- _ESTRATTO DEL DOCUMENTO_:
Ebbene fonti ufficiali Isaf hanno stabilito che su 94.000 poliziotti afghani il 90% è analfabeta, il 20% è tossicodipendente e il 30% scompare dopo un anno di arruolamento, spesso vendendosi divisa e pistole ai talebani che attaccano poi i nostri convogli.
Dopo sei settimane di presunto addestramento (senza libri, perchè sono analfabeti), gli si dà il tesserino, una divisa e una pistola.
E sarebbero queste le forze dell’ordine in grado di garantire la sicurezza?
Ecco perchè la politica italiana è colpevole, perchè fa finta di non conoscere queste situazioni, prona alla torre di comando a stelle e striscie.
Salvo poi inventarsi “coperture aeree”ridicole, neanche i talebani attaccassero dal cielo i nostri soldati.

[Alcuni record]
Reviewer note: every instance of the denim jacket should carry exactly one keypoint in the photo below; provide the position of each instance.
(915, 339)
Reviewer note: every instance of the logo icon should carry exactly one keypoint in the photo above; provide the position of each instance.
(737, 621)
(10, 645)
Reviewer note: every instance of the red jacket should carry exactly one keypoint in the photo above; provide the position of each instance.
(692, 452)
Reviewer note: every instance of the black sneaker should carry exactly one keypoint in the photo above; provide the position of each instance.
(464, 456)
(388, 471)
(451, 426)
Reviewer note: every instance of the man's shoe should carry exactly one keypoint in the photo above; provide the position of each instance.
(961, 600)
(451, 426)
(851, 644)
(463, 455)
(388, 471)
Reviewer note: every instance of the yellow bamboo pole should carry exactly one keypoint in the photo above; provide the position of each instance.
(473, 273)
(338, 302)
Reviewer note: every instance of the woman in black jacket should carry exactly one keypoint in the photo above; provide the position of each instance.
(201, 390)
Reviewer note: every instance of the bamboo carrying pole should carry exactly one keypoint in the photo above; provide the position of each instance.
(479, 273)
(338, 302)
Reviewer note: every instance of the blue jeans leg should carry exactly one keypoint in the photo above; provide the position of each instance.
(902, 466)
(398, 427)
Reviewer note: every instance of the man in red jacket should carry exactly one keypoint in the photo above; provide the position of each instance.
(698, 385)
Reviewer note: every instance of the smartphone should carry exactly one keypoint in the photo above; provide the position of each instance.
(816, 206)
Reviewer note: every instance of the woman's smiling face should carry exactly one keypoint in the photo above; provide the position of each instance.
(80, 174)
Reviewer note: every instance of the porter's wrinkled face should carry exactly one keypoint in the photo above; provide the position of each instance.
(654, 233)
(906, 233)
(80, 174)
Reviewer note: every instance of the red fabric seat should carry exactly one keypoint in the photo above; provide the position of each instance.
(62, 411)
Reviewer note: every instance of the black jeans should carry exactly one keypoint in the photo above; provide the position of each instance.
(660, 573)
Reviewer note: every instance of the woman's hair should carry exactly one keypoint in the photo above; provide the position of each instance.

- _COMPITI DA SVOLGERE_:
1. Elenca tutto ciò che, secondo il testo sulla polizia afghana, viene consegnato ai poliziotti dopo le sei settimane di addestramento.
2. Prosegui il testo sulla polizia afghana a partire dal punto in cui si interrompe.
I record non servono per svolgere i compiti.

- _RISULTATI PER COMPITO_:
1. Il tesserino, una divisa e una pistola.

2.
Quando ti hanno fatto saltare un Lince per aria, sai che ce ne facciamo dei caccia.
Però nessuno osa dire perchè non attaccano quasi mai i convogli americani.
A questo punto meglio riportare a casa i nostri soldati, visto che la missione di pace è stata resa impossibile proprio dal comportamento degli statunitensi che hanno solo scaricato su altri le proprie responsabilità .
E non sta scritto da nessun parte che gli italiani debbano fare da carne da macello per gli altrui intrallazzi.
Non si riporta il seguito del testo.